-- Begin AVAILABLE RECORDS --
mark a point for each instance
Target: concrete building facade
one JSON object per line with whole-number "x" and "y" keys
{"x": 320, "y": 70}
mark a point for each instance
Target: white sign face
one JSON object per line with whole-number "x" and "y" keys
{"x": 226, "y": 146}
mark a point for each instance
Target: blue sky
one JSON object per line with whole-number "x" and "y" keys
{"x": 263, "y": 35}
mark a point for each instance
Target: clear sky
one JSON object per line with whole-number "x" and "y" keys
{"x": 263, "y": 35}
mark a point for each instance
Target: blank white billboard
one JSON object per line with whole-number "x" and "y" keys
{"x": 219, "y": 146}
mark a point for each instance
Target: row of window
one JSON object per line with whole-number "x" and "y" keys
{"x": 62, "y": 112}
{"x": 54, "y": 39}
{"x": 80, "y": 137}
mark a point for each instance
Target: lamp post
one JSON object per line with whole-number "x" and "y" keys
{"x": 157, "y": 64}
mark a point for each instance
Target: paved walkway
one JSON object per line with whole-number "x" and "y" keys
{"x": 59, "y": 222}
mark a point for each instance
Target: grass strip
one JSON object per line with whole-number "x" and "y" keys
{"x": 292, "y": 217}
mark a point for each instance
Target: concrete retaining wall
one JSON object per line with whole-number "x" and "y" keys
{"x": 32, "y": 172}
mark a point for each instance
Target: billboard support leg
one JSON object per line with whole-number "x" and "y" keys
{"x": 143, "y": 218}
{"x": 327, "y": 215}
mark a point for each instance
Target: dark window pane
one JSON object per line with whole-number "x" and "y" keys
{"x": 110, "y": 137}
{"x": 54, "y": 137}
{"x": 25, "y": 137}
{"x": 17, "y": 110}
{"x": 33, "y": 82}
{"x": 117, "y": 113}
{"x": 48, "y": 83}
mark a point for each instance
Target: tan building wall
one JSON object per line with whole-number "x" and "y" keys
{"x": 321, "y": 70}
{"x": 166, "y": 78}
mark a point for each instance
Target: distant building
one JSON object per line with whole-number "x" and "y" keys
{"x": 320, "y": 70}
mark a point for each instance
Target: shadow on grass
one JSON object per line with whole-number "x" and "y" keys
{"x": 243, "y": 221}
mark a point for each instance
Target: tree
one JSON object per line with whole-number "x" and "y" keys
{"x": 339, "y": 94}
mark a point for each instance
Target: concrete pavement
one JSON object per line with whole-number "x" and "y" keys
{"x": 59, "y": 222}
-- End AVAILABLE RECORDS --
**WHAT YOU SHOULD DO:** Retype all of the material above with every character intact.

**SOLUTION TO THIS PROBLEM:**
mark a point for each instance
Target: concrete building facade
one JSON object per line with whole-number "x" and "y" keys
{"x": 320, "y": 70}
mark a point for each instance
Target: white sign face
one JSON object per line with whole-number "x" and "y" keys
{"x": 226, "y": 146}
mark a point for each instance
Target: blue sky
one JSON object per line with whole-number "x" and "y" keys
{"x": 263, "y": 35}
mark a point for each instance
Target: clear sky
one JSON object per line with whole-number "x" and "y" keys
{"x": 263, "y": 35}
mark a point for each instance
Target: blank white billboard
one JSON object per line with whole-number "x" and "y" keys
{"x": 219, "y": 146}
mark a point for each instance
Target: row of window
one JSON object per line with whole-number "x" and "y" keys
{"x": 62, "y": 112}
{"x": 54, "y": 39}
{"x": 80, "y": 137}
mark a point for each instance
Target: lamp post
one JSON object per line with whole-number "x" and "y" keys
{"x": 157, "y": 64}
mark a point for each instance
Target: paved walkway
one JSON object per line with whole-number "x" and "y" keys
{"x": 59, "y": 222}
mark a point for each instance
Target: grass strip
one JSON object per line with whole-number "x" and "y" keys
{"x": 292, "y": 217}
mark a point for each instance
Target: concrete retaining wall
one JSON object per line with whole-number "x" and "y" keys
{"x": 32, "y": 172}
mark a point for each instance
Target: billboard support leg
one JSON object per line with whole-number "x" and "y" keys
{"x": 143, "y": 218}
{"x": 327, "y": 215}
mark a point for each instance
Target: dark window pane
one JSON object per line with whole-number "x" and "y" keys
{"x": 110, "y": 137}
{"x": 54, "y": 137}
{"x": 25, "y": 137}
{"x": 17, "y": 110}
{"x": 33, "y": 82}
{"x": 117, "y": 113}
{"x": 48, "y": 83}
mark a point for each instance
Target: tan building wall
one JSON object per line with whole-number "x" and "y" keys
{"x": 321, "y": 70}
{"x": 166, "y": 78}
mark a point for each instance
Target: distant building
one JSON object per line with whole-number "x" and "y" keys
{"x": 320, "y": 70}
mark a point for each instance
Target: shadow on grass
one JSON object per line with whole-number "x" and "y" keys
{"x": 243, "y": 221}
mark a point for each instance
Target: tree
one JSON object per line with whole-number "x" and "y" keys
{"x": 339, "y": 94}
mark a point for each instance
Target: concrete pavement
one JSON object per line with whole-number "x" and "y" keys
{"x": 59, "y": 222}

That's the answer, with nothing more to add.